*Activity list:*
1) In the article below about the miniature therapy horse, rewrite the paragraph beginning "Hohstadt said he has seen the result" as a shorter bulleted list that keeps its main facts.
2) Carry the article below about the miniature therapy horse forward from its final sentence.

== Source text ==

Miniature horse provides therapy for patients at Saint Alphonsus

Posted at 4:10 PM, Mar 19, 2018
and last updated 2018-03-19 18:13:38-04

It doesn’t matter what he’s wearing, from fedora to boots, or naked, when 8-year-old Baxter and his handler Brian Hohstadt strut into a room they are surrounded like a pair of celebrities. 

“I always joke that it takes me 20 minutes to go what should take me two,” laughed Hohstadt.

A lot of hospitals have pet therapy programs centered around dogs or even cats, but Baxter is a registered therapy horse who makes his rounds at Saint Alphonsus hospital in Boise.

“It’s very unique. It’s very different, but we get just a phenomenal reaction to the horses,” said Hohstadt. 

When Hohstadt got Baxter when the horse was three, he was completely wild. In just 14 months of training her got a perfect score on his pet therapy evaluation which allows him to go into places like Saint Alphonsus to give patients a few minutes to forget whatever they are going through.

“I think almost everybody has some kind of connection with an animal,” said Hohstadt. “It just gives them a few minutes just to kind of disconnect and visit with an animal,” said Hohstadt.

Hohstadt said he has seen the result of how powerful pet therapy can be first hand, so he tries to make the three hour one way journey from La Grande to Saint Alphonsus every other Friday, but it’s not just the patients who are transfixed by the 125 pound 26 inch miniature gelding.

===
== Extracted entries ==

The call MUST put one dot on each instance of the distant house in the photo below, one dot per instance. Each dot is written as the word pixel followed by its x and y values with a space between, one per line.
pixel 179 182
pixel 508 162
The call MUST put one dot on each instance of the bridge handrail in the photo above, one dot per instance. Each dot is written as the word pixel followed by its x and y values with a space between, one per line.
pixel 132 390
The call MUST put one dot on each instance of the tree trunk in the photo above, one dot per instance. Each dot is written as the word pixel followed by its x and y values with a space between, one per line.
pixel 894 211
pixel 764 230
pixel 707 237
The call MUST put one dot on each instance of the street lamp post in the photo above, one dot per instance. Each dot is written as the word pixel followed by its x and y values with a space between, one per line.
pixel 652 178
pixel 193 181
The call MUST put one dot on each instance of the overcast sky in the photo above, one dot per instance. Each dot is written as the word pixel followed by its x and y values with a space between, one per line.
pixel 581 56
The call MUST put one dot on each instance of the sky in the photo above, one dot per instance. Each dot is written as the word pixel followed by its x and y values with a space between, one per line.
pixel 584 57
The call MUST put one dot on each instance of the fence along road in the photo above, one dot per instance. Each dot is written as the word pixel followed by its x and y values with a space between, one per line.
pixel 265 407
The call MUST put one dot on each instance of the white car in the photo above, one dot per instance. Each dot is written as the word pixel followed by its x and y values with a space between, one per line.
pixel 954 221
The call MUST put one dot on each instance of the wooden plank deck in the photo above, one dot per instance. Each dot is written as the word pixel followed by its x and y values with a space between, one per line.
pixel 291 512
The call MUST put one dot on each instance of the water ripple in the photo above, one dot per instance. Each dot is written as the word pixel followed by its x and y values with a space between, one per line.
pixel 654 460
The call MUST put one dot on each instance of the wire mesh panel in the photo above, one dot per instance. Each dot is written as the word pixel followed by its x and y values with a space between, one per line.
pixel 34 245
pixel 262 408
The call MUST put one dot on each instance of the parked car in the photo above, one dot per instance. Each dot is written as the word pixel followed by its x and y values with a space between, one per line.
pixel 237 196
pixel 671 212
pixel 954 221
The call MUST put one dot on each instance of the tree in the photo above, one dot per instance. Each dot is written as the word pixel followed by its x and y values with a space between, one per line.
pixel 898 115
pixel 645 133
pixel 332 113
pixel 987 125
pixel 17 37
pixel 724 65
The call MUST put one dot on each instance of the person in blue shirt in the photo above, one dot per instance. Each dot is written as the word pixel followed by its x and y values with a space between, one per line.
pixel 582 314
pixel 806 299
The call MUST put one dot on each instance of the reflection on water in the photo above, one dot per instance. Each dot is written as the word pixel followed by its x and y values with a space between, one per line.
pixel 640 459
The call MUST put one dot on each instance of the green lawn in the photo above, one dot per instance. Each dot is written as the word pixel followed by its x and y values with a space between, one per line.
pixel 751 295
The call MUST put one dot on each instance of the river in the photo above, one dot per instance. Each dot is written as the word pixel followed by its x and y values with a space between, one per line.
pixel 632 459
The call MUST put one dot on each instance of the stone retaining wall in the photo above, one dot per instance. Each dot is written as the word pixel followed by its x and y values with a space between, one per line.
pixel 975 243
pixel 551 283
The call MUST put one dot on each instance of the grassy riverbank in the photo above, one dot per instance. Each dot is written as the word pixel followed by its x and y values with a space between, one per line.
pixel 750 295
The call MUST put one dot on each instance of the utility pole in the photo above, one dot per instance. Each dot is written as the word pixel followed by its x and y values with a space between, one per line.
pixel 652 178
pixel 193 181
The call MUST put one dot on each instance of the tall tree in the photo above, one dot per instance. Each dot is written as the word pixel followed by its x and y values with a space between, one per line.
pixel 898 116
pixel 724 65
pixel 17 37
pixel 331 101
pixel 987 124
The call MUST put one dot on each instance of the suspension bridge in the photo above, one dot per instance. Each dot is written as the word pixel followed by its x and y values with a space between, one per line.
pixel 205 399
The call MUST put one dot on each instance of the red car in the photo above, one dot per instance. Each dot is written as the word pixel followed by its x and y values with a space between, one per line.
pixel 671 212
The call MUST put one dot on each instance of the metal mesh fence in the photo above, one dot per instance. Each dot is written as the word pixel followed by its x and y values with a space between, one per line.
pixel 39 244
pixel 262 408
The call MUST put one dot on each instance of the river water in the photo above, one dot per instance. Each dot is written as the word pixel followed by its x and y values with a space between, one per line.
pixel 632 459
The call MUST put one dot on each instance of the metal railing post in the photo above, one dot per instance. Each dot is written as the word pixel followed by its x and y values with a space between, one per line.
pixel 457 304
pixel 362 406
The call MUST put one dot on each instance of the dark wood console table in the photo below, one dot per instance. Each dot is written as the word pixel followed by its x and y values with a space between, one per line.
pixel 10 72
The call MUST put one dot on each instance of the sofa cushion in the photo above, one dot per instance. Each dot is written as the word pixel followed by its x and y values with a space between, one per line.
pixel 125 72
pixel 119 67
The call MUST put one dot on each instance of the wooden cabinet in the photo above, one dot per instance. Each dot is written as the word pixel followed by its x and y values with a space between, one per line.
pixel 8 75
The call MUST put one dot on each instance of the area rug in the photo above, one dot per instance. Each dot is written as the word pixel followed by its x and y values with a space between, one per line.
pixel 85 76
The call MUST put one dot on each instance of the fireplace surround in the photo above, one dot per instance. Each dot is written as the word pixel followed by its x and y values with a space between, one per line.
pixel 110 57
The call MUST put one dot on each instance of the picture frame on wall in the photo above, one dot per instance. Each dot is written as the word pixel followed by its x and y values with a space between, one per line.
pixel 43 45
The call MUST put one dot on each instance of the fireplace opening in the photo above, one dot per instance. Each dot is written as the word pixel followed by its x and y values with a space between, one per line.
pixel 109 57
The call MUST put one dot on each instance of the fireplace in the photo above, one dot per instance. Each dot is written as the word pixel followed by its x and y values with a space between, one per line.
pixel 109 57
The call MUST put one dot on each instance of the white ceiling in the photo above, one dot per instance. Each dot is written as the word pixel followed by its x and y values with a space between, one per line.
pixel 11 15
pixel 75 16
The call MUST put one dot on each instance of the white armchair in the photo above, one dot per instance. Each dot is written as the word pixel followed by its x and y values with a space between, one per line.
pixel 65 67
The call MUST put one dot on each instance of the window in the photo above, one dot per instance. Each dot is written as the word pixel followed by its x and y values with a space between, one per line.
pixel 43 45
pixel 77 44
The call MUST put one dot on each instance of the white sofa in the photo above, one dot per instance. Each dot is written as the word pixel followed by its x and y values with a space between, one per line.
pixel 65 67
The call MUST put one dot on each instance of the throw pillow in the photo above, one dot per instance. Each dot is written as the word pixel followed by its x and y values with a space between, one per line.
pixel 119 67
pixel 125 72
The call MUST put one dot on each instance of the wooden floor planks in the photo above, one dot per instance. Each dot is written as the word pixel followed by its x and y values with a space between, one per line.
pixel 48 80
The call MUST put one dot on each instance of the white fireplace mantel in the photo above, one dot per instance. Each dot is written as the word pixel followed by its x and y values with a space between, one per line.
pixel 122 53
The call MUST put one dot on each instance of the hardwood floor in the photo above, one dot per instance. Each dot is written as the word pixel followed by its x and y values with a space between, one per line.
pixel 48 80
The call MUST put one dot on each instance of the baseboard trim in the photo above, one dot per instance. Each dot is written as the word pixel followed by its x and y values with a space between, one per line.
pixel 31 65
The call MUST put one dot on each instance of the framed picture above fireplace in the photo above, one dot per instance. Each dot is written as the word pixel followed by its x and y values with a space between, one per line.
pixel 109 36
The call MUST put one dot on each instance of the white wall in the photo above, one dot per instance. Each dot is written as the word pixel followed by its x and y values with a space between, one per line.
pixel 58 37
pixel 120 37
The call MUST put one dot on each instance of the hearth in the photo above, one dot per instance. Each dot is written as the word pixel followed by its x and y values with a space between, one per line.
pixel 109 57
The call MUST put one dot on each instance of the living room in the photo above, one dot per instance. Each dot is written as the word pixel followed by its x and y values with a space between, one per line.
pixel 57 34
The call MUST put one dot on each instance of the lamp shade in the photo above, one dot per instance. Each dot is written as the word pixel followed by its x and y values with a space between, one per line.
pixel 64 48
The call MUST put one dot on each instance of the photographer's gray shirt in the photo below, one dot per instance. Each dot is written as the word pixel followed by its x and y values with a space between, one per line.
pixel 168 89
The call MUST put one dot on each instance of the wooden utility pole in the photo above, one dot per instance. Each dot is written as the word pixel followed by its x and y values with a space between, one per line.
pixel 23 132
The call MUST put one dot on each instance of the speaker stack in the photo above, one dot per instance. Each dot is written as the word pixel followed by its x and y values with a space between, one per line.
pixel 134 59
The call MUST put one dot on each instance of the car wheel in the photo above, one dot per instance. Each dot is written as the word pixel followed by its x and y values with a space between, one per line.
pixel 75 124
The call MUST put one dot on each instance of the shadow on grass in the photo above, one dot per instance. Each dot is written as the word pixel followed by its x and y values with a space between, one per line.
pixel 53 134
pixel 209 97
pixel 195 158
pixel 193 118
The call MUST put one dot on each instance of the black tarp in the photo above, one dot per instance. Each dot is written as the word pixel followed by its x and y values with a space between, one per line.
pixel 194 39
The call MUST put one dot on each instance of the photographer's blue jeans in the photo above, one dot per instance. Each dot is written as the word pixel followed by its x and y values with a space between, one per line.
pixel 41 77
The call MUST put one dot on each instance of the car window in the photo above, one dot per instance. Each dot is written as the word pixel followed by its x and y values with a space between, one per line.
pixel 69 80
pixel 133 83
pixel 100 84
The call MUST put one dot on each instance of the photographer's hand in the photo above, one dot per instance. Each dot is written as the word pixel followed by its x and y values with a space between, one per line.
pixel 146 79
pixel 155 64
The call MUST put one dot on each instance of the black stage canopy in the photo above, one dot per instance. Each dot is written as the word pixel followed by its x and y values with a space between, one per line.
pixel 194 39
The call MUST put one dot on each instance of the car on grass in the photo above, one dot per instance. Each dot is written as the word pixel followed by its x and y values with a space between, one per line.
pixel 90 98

===

*Answer list:*
1)
- Hohstadt has seen firsthand how powerful pet therapy can be.
- He tries to make the three-hour, one-way trip from La Grande to Saint Alphonsus every other Friday.
- Patients are not the only ones captivated by Baxter, a 125-pound, 26-inch miniature gelding.

2)
“I have had surgeons follow me down hallways taking video,” said hohstadt. “I get mobbed everywhere we go. We have crowds following us down the hallways. I can’t get anywhere fast. The second I arrive the volunteer office starts getting phone calls saying they know the horse is here and can he come to this floor, this unit, this department.”

Hohstadt said he retired from his job early with the hopes of still being able to do pet therapy. He does it mostly with his own funds and last year alone he made 300 visits to different organizations around the region. It’s long days especially trying to get out of a building with Baxter when people are chasing him down but Hohstadt said it’s all worth it. 

“The feedback we get and the response we see is just phenomenal,” said Hohstadt.